Avant tout, Khadija veille à transmettre les règles du jeu, et l’esprit d’équipe, elle se dit elle-même carrée : « ça me touche quand un joueur fait une faute. Je leur apprends le respect, c’est important. » Les entraînements le samedi se terminent toujours par un repas convivial et les liens sont forts entre les membres de l’équipe : « Je ne suis pas seulement coach, je suis une psychologue, je suis une amie qui essaie aussi d’écouter et d’aider les joueurs. Ils m’appellent souvent. » Une sorte de maman des joueurs ? « On peut dire ça », rit-elle.
Le bénévolat de Khadija ne s’arrête pas là : le mardi matin, elle aide aussi à l’accueil de jour du 128 rue d’Aubervilliers. Son bilinguisme arabe-français est précieux pour mieux orienter les personnes d’origine étrangère : « Les gens viennent avec leurs lourds bagages et moi je suis à la fois leurs oreilles et leurs yeux. Je leur apporte aussi mon sourire, et je suis toujours soulagée quand je vois quelqu’un me rendre ce sourire, ça me fait plaisir de faire plaisir ! ». Mais Khadija n’oublie pas son objectif : aider sa maman. Grâce à un contact obtenu au Secours Catholique, elle travaille désormais dans une pizzeria à Paris... sauf les mardis et samedis matins ! Hors de question de laisser tomber le Secours Catholique : « Ils m’ont ouvert les bras quand j’étais en galère, ils sont toujours là pour moi, c’est ma deuxième famille. »

> Exercices à faire
1. Indiquez combien de lignes des enregistrements contiennent la chaîne « lower », en ne donnant que ce nombre.
2. Poursuivez l'article sur le bénévolat de Khadija après sa dernière phrase.
Les enregistrements n'ont aucun lien avec l'article sur le bénévolat de Khadija.

> Enregistrements fournis
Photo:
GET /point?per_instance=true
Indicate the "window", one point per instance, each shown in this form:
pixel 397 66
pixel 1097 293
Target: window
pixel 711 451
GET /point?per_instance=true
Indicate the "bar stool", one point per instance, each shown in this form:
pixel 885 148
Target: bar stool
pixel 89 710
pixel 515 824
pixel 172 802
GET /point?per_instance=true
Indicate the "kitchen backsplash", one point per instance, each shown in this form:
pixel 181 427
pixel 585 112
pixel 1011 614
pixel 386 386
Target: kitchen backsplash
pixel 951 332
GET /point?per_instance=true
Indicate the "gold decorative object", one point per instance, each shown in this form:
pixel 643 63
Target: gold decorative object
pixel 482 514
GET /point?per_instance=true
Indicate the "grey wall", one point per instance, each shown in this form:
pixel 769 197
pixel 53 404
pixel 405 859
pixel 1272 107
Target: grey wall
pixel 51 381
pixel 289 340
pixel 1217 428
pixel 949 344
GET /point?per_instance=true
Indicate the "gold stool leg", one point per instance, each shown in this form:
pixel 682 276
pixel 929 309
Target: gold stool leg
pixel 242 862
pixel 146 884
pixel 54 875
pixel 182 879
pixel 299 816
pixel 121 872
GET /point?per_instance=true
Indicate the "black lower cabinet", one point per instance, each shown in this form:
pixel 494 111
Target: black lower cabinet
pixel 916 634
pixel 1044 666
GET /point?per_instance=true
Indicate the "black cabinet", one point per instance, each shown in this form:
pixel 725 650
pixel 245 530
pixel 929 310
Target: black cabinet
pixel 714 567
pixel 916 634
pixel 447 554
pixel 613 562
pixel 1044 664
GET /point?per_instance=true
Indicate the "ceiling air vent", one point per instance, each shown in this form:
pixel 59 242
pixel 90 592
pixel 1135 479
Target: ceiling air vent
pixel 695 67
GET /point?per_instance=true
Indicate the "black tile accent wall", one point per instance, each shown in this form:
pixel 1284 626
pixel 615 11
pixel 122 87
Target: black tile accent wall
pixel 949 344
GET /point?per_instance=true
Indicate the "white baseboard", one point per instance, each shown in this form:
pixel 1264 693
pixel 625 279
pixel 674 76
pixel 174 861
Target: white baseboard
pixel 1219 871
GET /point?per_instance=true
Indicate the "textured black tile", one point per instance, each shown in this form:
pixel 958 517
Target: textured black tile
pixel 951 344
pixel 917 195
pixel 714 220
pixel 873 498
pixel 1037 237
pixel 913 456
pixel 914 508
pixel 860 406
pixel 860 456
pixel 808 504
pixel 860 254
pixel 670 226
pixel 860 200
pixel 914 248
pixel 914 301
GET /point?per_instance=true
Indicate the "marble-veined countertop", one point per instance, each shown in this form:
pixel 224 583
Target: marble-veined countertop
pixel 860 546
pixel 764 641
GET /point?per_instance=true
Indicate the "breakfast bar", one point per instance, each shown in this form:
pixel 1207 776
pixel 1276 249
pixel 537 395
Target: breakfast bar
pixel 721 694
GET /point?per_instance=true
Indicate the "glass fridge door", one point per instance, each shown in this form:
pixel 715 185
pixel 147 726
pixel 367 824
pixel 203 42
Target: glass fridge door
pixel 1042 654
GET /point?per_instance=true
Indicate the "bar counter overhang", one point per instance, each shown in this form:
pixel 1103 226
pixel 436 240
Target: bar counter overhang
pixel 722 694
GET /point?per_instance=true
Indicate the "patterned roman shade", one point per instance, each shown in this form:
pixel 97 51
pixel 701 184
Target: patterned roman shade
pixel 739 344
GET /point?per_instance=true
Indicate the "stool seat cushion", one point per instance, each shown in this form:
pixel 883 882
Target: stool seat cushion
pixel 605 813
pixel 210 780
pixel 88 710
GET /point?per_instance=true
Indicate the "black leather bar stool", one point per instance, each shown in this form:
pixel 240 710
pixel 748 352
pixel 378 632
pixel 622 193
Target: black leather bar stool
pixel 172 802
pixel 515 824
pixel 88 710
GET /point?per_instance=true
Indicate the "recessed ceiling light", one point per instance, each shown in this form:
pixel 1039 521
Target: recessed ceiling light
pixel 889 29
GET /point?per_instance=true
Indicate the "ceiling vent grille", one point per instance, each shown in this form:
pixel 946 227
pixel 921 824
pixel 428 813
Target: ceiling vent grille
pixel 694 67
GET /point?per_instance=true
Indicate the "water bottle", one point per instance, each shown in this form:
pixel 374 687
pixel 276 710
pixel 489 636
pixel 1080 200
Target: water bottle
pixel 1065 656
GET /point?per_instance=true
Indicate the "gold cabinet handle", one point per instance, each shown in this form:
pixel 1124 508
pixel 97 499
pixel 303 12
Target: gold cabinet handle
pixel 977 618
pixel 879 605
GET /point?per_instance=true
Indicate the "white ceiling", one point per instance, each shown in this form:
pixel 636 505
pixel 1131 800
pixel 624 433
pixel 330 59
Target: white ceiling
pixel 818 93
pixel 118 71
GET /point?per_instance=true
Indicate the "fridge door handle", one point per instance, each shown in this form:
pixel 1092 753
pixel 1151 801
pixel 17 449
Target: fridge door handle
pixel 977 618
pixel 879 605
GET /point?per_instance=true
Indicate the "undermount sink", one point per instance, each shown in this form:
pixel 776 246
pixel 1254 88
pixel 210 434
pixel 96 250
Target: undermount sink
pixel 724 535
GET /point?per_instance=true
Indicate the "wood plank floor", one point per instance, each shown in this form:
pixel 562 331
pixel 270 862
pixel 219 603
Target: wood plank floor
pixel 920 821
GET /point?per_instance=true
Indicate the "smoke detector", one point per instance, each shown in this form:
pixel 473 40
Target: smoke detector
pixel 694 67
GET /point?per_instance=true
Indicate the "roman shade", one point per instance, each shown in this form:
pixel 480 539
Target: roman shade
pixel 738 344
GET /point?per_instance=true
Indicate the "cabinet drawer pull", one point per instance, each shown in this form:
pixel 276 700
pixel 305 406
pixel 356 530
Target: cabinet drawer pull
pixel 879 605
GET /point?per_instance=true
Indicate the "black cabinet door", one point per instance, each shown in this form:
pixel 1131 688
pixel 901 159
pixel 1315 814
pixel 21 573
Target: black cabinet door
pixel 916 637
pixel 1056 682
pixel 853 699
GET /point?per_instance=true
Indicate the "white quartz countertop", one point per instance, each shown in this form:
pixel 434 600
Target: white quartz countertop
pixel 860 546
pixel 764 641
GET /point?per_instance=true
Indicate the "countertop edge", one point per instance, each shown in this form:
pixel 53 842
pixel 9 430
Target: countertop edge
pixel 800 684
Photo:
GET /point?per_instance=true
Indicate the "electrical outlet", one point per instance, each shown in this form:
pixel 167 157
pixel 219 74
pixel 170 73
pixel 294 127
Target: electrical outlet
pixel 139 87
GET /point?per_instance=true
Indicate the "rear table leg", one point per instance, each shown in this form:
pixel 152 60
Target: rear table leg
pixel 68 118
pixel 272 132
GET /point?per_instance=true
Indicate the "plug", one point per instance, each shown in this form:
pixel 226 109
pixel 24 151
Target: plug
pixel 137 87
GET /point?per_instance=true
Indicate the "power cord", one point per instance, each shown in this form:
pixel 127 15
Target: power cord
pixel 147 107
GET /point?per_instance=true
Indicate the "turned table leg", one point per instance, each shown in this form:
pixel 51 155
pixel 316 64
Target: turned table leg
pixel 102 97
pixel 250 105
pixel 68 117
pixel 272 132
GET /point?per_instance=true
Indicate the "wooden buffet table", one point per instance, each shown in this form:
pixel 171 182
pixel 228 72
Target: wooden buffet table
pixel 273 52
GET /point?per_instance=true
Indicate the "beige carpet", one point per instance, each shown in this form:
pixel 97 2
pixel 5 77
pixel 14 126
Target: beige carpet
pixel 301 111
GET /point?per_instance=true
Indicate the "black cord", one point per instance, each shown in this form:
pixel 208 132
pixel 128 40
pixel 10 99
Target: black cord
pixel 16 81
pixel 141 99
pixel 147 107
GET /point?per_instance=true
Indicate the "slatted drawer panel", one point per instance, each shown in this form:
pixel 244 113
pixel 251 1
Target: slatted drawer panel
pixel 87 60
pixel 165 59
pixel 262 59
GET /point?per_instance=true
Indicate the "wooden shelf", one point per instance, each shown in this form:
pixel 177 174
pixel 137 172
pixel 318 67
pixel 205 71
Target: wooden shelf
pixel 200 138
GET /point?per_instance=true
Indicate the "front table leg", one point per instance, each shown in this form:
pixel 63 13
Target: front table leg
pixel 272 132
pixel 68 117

> Liste des réponses
1. 2

2.
Son rêve désormais : obtenir enfin le sésame des papiers pour pouvoir avoir son propre logement (« mon espace à moi ») et arrêter de dormir chez des amis ; et aussi pour pouvoir voyager et retourner voir sa mère en Algérie. Son mère...et son fils : un garçon de 10 ans à qui elle envoie régulièrement des ballons de football. Elle l’a confié à sa famille et il lui « manque grave ». Elle espère qu’il le rejoindra un jour, « quand ça ne sera plus la galère ». On n’en saura pas plus. Khadija veille à garder son jardin secret . On devine les blessures enfouies tout au fond... Mais le sourire reste, grâce au football : « le sport c’est ma vie : il me donne du bien-être et me permet d’oublier mes soucis. Khadi sans le sport, c’est pas Khadi ! »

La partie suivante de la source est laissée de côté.